> **AIM**: Return the lines of the records below exactly as they are, starting at the line that contains "Where can the orange petal" and ending at the line that contains "x=485, y=695", both included.
++++ INPUT FOR THIS TASK ++++
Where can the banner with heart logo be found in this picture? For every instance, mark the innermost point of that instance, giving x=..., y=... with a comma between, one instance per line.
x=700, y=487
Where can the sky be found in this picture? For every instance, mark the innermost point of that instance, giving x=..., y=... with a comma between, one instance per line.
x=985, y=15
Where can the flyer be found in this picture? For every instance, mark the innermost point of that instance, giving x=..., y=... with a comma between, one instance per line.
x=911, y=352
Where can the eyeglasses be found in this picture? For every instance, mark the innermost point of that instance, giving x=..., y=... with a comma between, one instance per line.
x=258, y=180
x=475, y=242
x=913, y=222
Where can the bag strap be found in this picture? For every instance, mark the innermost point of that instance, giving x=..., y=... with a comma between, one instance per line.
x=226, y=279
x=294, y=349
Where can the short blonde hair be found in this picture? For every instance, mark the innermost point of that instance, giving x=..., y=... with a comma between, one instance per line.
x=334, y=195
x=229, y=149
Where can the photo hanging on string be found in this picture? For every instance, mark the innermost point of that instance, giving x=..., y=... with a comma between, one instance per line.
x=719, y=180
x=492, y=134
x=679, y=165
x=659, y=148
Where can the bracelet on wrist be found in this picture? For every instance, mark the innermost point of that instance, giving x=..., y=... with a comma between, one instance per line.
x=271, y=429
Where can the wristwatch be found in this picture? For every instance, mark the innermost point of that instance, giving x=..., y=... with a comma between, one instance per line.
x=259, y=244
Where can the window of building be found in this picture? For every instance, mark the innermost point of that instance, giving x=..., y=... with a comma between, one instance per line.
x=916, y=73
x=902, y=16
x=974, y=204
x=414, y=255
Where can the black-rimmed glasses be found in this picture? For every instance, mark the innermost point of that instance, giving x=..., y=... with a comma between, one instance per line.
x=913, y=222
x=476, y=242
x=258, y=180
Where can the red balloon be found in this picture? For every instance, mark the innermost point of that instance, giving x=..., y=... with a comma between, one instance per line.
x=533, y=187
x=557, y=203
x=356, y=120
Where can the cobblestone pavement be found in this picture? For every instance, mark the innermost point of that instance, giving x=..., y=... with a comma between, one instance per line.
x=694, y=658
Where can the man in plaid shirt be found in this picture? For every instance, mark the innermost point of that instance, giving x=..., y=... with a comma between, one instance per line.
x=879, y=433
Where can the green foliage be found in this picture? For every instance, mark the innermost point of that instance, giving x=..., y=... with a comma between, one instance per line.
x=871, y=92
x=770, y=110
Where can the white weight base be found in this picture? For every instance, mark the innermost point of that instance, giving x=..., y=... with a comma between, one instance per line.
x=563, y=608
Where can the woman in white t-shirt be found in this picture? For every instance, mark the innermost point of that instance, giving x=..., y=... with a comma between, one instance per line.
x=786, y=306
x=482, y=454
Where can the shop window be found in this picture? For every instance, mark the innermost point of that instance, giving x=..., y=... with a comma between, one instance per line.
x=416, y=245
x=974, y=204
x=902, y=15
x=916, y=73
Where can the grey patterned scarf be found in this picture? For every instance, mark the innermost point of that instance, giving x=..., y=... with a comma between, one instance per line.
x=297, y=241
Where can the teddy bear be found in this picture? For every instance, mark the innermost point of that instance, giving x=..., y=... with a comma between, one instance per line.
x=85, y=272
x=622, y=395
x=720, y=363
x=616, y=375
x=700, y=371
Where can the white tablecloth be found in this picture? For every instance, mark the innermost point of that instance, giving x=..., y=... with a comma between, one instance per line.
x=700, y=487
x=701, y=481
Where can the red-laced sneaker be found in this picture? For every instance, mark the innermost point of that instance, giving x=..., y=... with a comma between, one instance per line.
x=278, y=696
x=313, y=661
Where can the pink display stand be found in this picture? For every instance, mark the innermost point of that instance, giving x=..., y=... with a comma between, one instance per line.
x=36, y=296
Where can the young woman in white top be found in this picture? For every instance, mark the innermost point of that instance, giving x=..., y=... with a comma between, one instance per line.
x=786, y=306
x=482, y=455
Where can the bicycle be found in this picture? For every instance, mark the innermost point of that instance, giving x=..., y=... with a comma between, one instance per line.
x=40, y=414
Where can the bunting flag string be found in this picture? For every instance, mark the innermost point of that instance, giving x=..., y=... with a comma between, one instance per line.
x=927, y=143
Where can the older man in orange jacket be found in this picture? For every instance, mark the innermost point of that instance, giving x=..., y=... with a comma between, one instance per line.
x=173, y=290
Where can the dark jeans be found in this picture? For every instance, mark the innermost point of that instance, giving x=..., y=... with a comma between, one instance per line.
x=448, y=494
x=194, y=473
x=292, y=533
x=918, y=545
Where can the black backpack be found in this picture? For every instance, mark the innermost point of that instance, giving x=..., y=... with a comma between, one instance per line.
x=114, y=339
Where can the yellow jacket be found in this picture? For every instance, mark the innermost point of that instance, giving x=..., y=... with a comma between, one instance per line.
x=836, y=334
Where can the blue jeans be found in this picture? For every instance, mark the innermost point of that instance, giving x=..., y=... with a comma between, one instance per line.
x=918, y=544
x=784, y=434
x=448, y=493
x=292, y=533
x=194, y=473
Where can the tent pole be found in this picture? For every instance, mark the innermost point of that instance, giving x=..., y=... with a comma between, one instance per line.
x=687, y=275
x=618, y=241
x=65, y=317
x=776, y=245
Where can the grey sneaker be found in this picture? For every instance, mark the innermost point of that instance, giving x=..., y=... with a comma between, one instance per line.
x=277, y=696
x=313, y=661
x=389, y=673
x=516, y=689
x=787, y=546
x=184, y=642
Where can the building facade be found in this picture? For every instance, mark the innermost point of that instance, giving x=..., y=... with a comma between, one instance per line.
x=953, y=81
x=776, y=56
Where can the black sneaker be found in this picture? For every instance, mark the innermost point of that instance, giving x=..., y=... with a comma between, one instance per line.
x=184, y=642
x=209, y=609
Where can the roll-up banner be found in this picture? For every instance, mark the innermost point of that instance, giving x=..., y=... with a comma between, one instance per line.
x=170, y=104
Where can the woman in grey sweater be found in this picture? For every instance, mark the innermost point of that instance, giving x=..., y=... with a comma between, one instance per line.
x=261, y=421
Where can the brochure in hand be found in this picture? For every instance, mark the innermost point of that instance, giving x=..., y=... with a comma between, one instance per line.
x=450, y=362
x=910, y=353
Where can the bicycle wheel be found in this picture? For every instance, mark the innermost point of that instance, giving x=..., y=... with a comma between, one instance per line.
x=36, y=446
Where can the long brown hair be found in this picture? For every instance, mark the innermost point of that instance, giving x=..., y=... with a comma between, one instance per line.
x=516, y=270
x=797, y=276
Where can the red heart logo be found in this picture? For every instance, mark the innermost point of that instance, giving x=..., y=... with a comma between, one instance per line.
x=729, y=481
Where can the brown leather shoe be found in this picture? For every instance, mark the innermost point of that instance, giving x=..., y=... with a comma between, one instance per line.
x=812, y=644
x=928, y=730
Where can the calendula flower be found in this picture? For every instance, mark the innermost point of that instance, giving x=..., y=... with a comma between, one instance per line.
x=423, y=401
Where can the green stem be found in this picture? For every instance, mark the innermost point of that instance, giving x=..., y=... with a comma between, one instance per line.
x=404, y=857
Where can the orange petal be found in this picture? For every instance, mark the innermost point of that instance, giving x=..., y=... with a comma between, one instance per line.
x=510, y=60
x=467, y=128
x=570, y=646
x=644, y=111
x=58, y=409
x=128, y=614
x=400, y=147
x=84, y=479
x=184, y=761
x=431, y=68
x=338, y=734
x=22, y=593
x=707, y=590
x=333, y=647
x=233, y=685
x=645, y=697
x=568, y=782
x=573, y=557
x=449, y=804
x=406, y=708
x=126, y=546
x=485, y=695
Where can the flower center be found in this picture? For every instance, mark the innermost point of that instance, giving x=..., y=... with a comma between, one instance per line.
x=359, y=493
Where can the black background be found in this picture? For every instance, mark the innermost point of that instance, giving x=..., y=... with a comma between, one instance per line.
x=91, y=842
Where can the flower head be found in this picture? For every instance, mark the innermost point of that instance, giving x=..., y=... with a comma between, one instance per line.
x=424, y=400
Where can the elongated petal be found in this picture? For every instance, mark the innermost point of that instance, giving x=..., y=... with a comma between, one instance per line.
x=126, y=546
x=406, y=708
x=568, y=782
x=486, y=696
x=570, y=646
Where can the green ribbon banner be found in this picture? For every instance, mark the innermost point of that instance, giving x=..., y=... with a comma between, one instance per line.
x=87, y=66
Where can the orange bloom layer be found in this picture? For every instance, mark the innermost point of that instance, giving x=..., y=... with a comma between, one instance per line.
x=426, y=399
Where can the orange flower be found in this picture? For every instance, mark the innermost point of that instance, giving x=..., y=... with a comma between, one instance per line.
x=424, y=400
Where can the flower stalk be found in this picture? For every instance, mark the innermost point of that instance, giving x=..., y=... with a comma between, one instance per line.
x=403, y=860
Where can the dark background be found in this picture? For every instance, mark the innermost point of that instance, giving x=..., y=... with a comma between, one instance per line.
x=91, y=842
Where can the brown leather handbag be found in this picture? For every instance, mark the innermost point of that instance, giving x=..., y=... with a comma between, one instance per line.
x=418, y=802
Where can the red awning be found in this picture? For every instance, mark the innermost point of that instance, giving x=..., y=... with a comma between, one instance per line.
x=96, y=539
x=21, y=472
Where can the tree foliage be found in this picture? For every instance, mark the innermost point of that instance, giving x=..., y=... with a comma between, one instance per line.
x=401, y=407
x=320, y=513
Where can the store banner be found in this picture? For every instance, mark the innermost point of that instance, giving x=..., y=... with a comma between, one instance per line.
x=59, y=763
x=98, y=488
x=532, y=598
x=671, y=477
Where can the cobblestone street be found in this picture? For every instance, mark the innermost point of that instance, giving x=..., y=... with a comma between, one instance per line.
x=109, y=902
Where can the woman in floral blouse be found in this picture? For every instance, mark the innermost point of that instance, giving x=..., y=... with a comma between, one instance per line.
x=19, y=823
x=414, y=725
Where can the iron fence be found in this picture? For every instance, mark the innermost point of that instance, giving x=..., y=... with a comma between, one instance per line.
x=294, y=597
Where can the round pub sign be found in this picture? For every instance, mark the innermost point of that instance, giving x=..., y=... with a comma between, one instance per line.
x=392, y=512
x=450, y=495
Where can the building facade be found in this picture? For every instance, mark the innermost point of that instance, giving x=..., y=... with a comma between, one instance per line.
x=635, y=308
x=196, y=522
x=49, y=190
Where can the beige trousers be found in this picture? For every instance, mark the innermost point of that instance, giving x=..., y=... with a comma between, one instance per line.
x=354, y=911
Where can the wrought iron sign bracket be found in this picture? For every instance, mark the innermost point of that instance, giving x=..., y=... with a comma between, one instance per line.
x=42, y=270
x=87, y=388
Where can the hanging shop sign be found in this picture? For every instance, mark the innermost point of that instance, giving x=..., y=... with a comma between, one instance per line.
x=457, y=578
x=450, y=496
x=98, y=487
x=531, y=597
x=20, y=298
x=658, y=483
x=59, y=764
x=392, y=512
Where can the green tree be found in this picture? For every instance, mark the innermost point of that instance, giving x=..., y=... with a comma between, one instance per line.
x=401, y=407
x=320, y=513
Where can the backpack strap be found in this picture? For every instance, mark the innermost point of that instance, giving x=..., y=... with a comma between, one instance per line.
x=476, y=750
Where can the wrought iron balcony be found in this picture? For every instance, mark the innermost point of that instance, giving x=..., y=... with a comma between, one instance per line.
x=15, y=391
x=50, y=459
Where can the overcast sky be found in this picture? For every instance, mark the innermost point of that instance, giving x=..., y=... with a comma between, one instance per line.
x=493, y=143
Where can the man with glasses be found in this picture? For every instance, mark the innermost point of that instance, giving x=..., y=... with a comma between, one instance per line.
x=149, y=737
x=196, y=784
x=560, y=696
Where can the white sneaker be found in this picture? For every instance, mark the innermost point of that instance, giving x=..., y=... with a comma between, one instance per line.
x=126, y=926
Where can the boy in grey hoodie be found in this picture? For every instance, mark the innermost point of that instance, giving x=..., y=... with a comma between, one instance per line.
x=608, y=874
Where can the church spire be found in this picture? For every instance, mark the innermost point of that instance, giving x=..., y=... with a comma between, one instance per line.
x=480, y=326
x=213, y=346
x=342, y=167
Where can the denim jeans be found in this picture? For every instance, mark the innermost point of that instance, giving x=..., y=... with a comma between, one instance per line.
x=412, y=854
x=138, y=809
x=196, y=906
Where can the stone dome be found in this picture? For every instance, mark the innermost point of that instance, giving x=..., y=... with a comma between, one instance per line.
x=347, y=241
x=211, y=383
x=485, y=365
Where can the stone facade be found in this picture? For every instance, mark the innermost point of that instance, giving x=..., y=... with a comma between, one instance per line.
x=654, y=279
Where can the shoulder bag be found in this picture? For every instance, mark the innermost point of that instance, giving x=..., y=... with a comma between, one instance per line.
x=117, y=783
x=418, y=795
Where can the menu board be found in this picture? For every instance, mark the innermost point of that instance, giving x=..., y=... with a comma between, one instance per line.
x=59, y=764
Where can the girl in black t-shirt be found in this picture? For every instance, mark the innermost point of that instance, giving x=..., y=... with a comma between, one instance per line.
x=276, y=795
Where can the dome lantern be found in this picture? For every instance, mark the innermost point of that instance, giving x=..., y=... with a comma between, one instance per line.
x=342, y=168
++++
> **ANSWER TO THE EXERCISE**:
Where can the orange petal be found in this picture? For every instance, mark the innermost point of that instance, giving x=..., y=... with a comma between, one instance per line.
x=510, y=60
x=467, y=128
x=570, y=646
x=644, y=111
x=58, y=409
x=128, y=614
x=400, y=147
x=84, y=479
x=184, y=761
x=431, y=68
x=338, y=734
x=22, y=593
x=707, y=590
x=333, y=647
x=233, y=685
x=645, y=697
x=568, y=782
x=573, y=557
x=449, y=804
x=406, y=708
x=126, y=546
x=485, y=695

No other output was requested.